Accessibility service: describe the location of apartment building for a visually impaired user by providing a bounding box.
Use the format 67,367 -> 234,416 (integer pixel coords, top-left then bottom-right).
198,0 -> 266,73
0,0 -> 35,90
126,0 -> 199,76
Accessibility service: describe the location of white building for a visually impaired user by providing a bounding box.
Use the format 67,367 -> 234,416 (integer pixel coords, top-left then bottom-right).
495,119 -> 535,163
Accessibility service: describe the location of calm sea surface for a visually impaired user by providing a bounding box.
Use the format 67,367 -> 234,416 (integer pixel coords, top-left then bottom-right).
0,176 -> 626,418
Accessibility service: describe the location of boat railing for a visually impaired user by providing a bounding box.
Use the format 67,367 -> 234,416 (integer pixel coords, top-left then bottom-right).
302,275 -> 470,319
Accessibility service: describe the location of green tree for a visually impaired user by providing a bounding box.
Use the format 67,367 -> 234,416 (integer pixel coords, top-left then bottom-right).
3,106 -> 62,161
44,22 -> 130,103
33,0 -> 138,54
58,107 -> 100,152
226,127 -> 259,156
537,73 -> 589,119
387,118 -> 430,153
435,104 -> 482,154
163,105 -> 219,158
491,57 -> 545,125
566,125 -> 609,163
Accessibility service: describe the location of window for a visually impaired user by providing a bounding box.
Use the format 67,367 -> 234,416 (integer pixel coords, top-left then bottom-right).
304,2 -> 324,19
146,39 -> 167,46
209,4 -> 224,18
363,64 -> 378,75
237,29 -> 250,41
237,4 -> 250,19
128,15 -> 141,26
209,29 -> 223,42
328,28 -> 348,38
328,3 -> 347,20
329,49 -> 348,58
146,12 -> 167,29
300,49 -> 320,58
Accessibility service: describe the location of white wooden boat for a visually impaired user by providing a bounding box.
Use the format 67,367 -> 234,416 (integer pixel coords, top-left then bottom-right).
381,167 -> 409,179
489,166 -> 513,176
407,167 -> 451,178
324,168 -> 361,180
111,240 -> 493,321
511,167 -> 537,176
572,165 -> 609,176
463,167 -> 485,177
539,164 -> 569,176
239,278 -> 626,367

__________________________________________________

Reproduce the listing from its first line through the line containing "302,275 -> 470,319", keeping every request line. Multiply each bounding-box coordinate in the answers by 2.05 and round to the nearest whole number, rounding halves up, while leaving the numbers in the requests and their format samples unchanged.

Accessibility service: describe the location of apartment building for a visually impaired user by providing a bounding box.
Use the format 67,367 -> 234,416 (integer pixel coords, top-left then bottom-right).
406,0 -> 545,150
0,0 -> 72,185
258,0 -> 408,156
Accessibility service: describe the location of white building for a visually impaired user by providing a bounding box.
Use the format 67,367 -> 234,416 (integer pixel coords, top-left then bottom-right).
1015,244 -> 1097,334
Accessibility service: describe the location of calm sea surface for a visually impaired user by providing a bounding box.
Use the format 67,367 -> 234,416 (integer pixel coords, top-left then bottom-right).
0,361 -> 1283,857
Accessibility service: describe the location of boat railing for a visually impaired user by providing a bounding box.
Use the format 67,367 -> 234,416 (integer pixel coords, top-left then bottom-right).
619,564 -> 964,654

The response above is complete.